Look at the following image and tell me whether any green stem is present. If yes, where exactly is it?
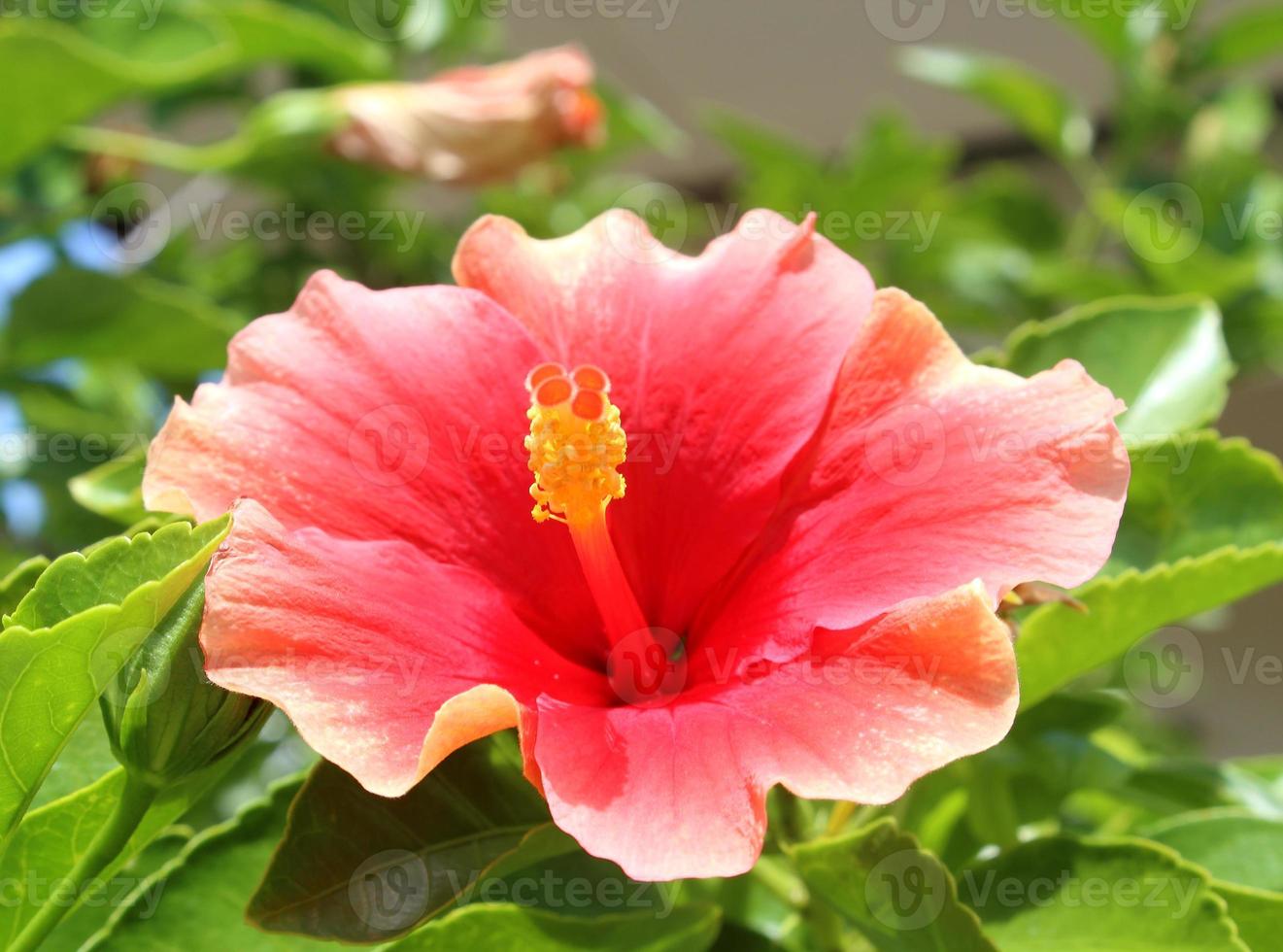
[60,125,247,173]
[8,775,159,952]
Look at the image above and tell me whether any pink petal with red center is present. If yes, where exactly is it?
[455,212,872,631]
[143,272,599,655]
[696,289,1131,672]
[535,584,1018,880]
[200,500,608,797]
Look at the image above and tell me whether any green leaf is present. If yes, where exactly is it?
[959,836,1247,952]
[792,817,995,952]
[196,0,392,81]
[1214,881,1283,952]
[900,47,1093,159]
[0,517,229,843]
[384,904,721,952]
[92,776,308,952]
[1002,297,1234,445]
[67,449,147,527]
[1199,4,1283,69]
[1140,809,1283,892]
[1016,433,1283,707]
[0,17,133,172]
[0,754,239,947]
[4,268,243,380]
[1025,0,1199,65]
[249,735,554,941]
[0,0,391,172]
[0,556,49,616]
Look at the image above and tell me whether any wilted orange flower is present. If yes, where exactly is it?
[331,47,603,184]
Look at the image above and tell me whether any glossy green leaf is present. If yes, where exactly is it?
[964,836,1247,952]
[383,904,721,952]
[197,0,391,81]
[792,819,995,952]
[5,268,243,380]
[900,47,1092,157]
[1025,0,1199,59]
[1214,881,1283,952]
[67,449,147,527]
[1199,4,1283,69]
[1016,433,1283,707]
[0,0,391,171]
[1140,809,1283,892]
[92,776,308,952]
[0,17,133,171]
[249,736,554,941]
[1002,297,1234,444]
[0,556,49,616]
[0,754,237,945]
[0,517,229,841]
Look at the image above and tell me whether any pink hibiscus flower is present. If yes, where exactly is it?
[144,212,1129,879]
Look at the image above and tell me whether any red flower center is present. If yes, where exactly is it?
[526,363,680,699]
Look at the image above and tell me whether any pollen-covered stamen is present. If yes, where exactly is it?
[526,363,627,525]
[526,363,648,645]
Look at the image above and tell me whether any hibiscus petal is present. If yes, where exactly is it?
[535,584,1018,880]
[455,212,872,631]
[698,289,1131,660]
[143,272,599,653]
[200,500,604,797]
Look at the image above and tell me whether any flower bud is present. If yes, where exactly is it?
[100,580,272,788]
[331,47,603,184]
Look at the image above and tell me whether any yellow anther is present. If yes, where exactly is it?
[526,363,627,524]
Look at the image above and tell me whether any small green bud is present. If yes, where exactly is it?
[101,580,272,788]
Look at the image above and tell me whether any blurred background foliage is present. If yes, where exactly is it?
[0,0,1283,949]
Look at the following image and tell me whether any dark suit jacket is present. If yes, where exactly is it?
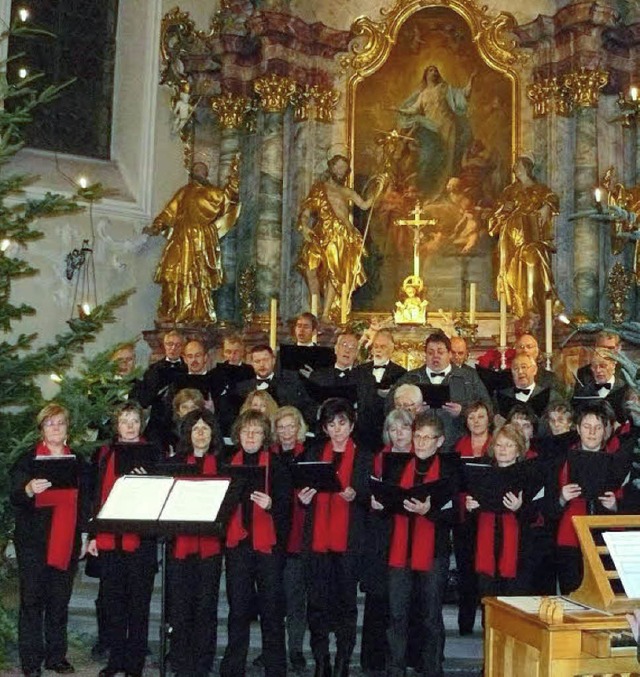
[234,371,318,426]
[387,365,491,451]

○ ○ ○

What is required: Rescale the entries starting at the line that contains "Look at the image above and tell me whether any green" and ending at the line that contains "[526,363,680,699]", and reproduce every line in that span, requests included. Multiply each bounding-box coordinate in the answers by 1.3 and round it to a whole number, with halves rounded up, and return only these lines.

Written reply:
Look at the image above and tell me whether any green leaf is present. If yes, where exactly is it?
[1247,1087,1621,1238]
[1030,1062,1294,1238]
[255,0,510,105]
[1578,1145,1668,1238]
[1170,61,1421,207]
[0,672,298,1096]
[499,1175,937,1238]
[120,1009,400,1238]
[1303,386,1604,579]
[87,584,191,685]
[1559,5,1668,90]
[1482,1052,1668,1160]
[1321,563,1668,919]
[0,22,173,224]
[0,980,311,1231]
[5,348,316,494]
[1333,0,1559,85]
[324,956,720,1223]
[0,0,508,224]
[0,723,64,801]
Look at the image above and tell me whether any wilted orange flower is present. If yes, where exactly is it?
[430,61,784,239]
Look at the image above and tell me whether any glossy green leaf is present. If yes, where exactly is it?
[1253,1087,1621,1238]
[498,1175,937,1238]
[256,0,508,105]
[1030,1065,1294,1238]
[7,348,316,494]
[1170,61,1420,204]
[1333,0,1559,77]
[1578,1145,1668,1238]
[87,584,191,685]
[1559,5,1668,90]
[1321,563,1668,919]
[0,0,508,222]
[1482,1052,1668,1160]
[120,1009,400,1238]
[0,22,173,222]
[324,957,720,1223]
[1303,386,1604,577]
[0,723,64,801]
[0,980,308,1229]
[0,672,298,1093]
Look at the image above and tell me whether any pink hibiscus flower is present. If yes, where exactly is it?
[187,276,1468,1143]
Look at the image above and tell me whether any red flower center is present. If yes, where exactly is it?
[684,472,884,909]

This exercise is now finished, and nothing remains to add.